*Problems and tasks:*
1) Can you return, word for word, everything in the forum thread about the CR10 card from "You say you" down to "(Apr 30, 2005)"?
2) Could you swap "dark stone" for "dark rock" in the entries and give back only the span from the line containing "man's arm ->" down through the final line of the entries, with everything else left unchanged?

*Source passage:*

Start

You say you have a CR10 card? Does it look like the attached. If not could you post a photo of the do***ent you have please.

Roger 
I have airbrushed the front page for obvious reasons


----------



## KenLin39 (Apr 30, 2005)

vicbitter57 said:


> Hi Roger, (Happy New Year)
> Thanks for the advice, I got hold of the CR10 card through Digital Express, it only listed 2 ships but confirmed he signed on for 2 trips in Newfoundland. Would there be another card with the ships written on it. The issue I have is he was on Tewkesbury, then there is a gap. I tried Tewkesburys Log book but only got part pages?. I'm thinking if I got hold of Newfoundlands Log book I may be able to look up his previous ship on that, and also the actual crew list. Is there a particular page number/s I need to request for this?, The log/agreement books confuse me!! as they appear to be different for different ships. Best wishes Martin


Hi VB. I've read the accounts of the sinkings in the site you left but at the bottom it says "To be continued" , has it. Thanks . Ken.

End

Dataset excerpt:
Start

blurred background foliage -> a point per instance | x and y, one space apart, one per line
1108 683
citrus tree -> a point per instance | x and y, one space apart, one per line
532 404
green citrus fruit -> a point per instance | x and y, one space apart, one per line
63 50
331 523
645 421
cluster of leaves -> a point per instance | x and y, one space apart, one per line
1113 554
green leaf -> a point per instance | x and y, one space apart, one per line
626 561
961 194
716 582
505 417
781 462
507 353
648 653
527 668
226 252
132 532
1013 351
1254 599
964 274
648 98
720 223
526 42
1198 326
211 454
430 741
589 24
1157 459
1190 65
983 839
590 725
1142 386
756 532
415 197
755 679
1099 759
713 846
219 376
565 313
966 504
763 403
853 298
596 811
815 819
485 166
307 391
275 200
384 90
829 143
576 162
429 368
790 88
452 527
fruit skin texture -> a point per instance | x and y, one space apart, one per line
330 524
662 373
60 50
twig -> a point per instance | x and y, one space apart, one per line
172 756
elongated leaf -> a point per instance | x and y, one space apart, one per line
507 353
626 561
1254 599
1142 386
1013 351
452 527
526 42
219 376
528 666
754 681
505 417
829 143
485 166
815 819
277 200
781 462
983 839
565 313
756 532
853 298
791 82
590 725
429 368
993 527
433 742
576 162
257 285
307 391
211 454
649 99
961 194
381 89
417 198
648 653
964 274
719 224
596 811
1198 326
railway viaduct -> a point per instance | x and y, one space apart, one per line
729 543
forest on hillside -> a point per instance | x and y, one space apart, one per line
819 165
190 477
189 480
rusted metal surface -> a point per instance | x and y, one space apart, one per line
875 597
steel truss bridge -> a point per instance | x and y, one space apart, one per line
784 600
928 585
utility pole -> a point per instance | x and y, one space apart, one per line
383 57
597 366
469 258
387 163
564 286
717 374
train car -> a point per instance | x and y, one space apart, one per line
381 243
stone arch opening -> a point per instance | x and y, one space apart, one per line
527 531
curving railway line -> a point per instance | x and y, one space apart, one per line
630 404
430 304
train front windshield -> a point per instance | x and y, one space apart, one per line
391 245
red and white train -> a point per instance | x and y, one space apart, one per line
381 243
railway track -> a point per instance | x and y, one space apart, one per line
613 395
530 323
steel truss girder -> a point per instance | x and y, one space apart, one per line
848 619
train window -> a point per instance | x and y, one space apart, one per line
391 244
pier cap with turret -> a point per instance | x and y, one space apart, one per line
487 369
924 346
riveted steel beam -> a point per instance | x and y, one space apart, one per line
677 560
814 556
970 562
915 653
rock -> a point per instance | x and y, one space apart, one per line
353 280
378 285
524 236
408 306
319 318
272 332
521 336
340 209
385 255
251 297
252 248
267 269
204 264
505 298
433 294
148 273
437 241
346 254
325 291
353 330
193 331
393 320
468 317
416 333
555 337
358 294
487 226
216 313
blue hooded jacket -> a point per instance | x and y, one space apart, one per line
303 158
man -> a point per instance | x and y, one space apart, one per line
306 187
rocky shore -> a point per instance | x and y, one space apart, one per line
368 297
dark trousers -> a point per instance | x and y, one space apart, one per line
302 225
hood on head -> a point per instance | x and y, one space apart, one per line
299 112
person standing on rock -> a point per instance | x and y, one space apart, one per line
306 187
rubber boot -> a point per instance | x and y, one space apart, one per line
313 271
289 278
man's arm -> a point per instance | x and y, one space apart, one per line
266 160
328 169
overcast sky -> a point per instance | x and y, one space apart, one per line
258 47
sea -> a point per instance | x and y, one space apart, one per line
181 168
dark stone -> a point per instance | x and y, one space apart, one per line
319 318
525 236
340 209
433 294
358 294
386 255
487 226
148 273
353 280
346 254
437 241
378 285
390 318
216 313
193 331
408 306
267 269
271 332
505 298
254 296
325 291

End

*Responses to the exercise:*
1)
You say you have a CR10 card? Does it look like the attached. If not could you post a photo of the do***ent you have please.

Roger 
I have airbrushed the front page for obvious reasons


----------



## KenLin39 (Apr 30, 2005)

2)
man's arm -> a point per instance | x and y, one space apart, one per line
266 160
328 169
overcast sky -> a point per instance | x and y, one space apart, one per line
258 47
sea -> a point per instance | x and y, one space apart, one per line
181 168
dark rock -> a point per instance | x and y, one space apart, one per line
319 318
525 236
340 209
433 294
358 294
386 255
487 226
148 273
353 280
346 254
437 241
378 285
390 318
216 313
193 331
408 306
267 269
271 332
505 298
254 296
325 291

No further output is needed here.